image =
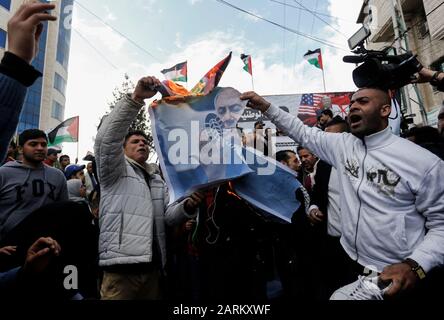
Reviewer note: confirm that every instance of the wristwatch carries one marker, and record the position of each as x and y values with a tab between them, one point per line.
434	82
416	268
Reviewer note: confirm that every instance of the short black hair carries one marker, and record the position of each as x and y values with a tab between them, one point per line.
135	133
327	112
284	155
31	134
338	121
63	157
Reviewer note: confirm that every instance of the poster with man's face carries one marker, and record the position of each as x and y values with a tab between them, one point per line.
197	140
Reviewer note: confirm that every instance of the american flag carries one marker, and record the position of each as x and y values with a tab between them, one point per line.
309	104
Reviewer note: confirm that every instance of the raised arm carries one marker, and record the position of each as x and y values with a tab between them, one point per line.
108	147
16	73
324	145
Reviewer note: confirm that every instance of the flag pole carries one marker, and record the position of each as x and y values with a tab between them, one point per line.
323	79
78	135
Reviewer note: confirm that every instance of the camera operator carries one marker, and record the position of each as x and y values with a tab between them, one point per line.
435	78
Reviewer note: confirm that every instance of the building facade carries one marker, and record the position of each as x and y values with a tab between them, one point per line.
44	107
424	32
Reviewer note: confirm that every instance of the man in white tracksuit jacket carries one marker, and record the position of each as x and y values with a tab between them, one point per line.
133	206
392	197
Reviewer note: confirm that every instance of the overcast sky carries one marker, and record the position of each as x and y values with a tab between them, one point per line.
202	32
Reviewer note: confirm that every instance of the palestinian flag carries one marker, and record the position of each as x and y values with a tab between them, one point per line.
177	73
248	65
212	78
67	131
315	58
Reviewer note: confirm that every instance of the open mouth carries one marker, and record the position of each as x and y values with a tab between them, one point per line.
355	120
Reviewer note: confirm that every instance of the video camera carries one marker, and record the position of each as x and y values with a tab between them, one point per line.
378	68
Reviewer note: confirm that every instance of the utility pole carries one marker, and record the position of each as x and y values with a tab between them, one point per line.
402	45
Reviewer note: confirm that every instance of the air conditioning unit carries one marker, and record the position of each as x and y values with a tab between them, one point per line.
423	30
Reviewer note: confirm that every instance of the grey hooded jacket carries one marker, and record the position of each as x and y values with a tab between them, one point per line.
24	190
129	206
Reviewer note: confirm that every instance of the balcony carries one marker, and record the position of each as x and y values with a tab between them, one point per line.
381	20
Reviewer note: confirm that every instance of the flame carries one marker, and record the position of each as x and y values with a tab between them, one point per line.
231	192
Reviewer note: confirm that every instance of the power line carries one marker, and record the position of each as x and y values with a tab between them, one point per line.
95	49
317	16
322	41
117	31
315	11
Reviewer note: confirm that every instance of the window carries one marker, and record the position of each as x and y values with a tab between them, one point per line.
6	4
57	111
2	38
64	36
59	83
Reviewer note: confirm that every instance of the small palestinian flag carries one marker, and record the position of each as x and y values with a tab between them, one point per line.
248	65
315	58
67	131
212	78
177	73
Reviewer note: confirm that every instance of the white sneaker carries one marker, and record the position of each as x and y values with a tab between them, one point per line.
365	288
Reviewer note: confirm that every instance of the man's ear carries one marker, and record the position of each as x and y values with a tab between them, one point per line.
386	110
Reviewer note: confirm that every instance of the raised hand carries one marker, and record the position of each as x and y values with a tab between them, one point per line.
146	88
255	101
25	28
8	251
194	201
40	254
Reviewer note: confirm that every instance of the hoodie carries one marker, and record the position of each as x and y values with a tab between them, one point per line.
24	190
74	186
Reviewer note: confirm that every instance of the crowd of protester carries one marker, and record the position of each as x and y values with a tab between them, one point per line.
372	207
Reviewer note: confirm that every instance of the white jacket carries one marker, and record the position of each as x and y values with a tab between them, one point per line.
392	199
130	208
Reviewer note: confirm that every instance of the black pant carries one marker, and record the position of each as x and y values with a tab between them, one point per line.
70	224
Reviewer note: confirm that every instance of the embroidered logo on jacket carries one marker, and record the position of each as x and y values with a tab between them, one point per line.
383	179
352	168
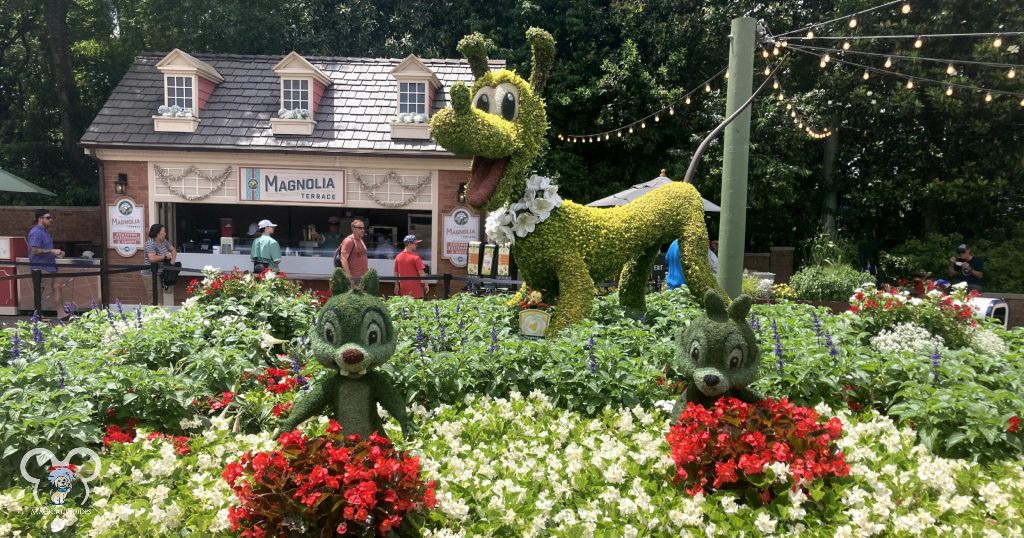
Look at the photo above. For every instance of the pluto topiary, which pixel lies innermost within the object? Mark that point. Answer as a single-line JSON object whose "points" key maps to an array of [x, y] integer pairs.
{"points": [[353, 335], [718, 354], [559, 246]]}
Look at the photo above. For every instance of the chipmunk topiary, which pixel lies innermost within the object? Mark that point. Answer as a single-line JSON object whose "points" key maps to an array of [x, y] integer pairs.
{"points": [[718, 354], [560, 246], [353, 335]]}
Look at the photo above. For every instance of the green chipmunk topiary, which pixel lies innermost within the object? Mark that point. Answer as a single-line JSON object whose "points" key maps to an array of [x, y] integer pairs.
{"points": [[353, 335], [559, 246], [718, 355]]}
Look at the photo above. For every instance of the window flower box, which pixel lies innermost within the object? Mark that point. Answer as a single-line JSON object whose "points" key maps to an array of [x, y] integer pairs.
{"points": [[298, 126]]}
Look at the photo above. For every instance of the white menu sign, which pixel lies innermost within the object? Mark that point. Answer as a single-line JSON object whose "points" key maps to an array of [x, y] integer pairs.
{"points": [[290, 187], [461, 226], [126, 228]]}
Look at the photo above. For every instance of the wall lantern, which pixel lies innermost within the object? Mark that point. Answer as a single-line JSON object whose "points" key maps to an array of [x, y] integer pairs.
{"points": [[121, 184]]}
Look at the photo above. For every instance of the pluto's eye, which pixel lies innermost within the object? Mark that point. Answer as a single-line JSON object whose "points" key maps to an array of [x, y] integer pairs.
{"points": [[374, 333], [483, 102], [508, 107], [735, 358]]}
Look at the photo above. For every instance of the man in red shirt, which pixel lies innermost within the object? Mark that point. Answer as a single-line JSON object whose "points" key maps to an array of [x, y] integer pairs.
{"points": [[409, 263], [352, 252]]}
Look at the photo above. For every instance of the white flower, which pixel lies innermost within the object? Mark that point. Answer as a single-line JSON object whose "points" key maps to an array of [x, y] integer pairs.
{"points": [[765, 524], [524, 223]]}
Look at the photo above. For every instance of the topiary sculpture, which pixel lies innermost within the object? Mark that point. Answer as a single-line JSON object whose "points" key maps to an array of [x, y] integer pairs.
{"points": [[353, 335], [718, 354], [559, 246]]}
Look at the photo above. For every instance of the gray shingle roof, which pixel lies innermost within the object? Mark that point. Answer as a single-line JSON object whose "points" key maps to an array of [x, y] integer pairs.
{"points": [[353, 115]]}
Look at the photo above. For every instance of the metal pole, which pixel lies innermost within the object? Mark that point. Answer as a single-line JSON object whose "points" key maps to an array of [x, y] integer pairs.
{"points": [[732, 233]]}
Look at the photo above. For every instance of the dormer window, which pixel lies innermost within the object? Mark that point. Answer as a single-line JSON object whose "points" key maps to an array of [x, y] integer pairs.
{"points": [[187, 85], [413, 97], [179, 92], [302, 85], [295, 94], [416, 84]]}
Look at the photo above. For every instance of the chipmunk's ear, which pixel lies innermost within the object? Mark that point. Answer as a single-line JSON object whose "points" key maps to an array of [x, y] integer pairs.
{"points": [[474, 47], [544, 56]]}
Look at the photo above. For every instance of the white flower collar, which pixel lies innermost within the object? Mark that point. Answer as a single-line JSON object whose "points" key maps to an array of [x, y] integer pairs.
{"points": [[519, 219]]}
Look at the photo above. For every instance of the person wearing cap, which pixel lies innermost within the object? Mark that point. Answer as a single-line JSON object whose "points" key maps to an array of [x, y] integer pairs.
{"points": [[265, 251], [409, 263], [971, 267], [351, 256], [332, 238]]}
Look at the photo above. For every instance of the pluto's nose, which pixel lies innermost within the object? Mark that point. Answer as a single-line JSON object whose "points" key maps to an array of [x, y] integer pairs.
{"points": [[351, 356]]}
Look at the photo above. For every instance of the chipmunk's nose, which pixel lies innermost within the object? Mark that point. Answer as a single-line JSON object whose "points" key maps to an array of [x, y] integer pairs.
{"points": [[351, 356]]}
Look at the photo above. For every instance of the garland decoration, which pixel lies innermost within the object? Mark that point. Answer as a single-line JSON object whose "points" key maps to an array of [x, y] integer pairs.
{"points": [[167, 178], [519, 219], [370, 188]]}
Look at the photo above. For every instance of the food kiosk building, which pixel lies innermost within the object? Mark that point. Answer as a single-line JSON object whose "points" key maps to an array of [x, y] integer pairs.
{"points": [[209, 145]]}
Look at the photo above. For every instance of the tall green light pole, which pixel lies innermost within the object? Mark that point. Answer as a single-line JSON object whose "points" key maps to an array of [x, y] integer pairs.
{"points": [[732, 233]]}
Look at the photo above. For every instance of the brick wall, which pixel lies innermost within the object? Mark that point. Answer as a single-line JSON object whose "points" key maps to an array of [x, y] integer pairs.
{"points": [[127, 287]]}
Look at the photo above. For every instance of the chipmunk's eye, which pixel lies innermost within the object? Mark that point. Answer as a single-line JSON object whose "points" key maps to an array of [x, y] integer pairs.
{"points": [[735, 358], [508, 107], [374, 333], [483, 102]]}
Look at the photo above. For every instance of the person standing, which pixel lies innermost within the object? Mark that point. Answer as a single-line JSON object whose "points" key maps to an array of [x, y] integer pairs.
{"points": [[409, 263], [157, 250], [971, 267], [42, 256], [265, 251], [351, 255], [332, 238]]}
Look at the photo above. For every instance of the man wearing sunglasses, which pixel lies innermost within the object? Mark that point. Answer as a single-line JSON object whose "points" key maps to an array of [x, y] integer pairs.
{"points": [[351, 255], [43, 256]]}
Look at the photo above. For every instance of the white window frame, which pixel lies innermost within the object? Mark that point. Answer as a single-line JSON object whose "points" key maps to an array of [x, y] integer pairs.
{"points": [[308, 93], [192, 91], [406, 91]]}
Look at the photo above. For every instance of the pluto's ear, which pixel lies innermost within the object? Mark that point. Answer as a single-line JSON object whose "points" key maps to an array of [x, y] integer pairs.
{"points": [[339, 282], [739, 307], [544, 57], [474, 47], [370, 283]]}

> To do
All that is wanted is an exact copy of the lines from the line holding "pluto's ear, which" through the end of the material above, including both.

> Exercise answer
Look at the photo above. For every instance of the pluto's ear, which pixel lies innermost within the object? Mark that point. Answer as a single-line JSON object whose "points" key maps to an array of [x, y] integer pairs.
{"points": [[339, 282], [739, 307], [544, 57], [474, 47], [370, 283]]}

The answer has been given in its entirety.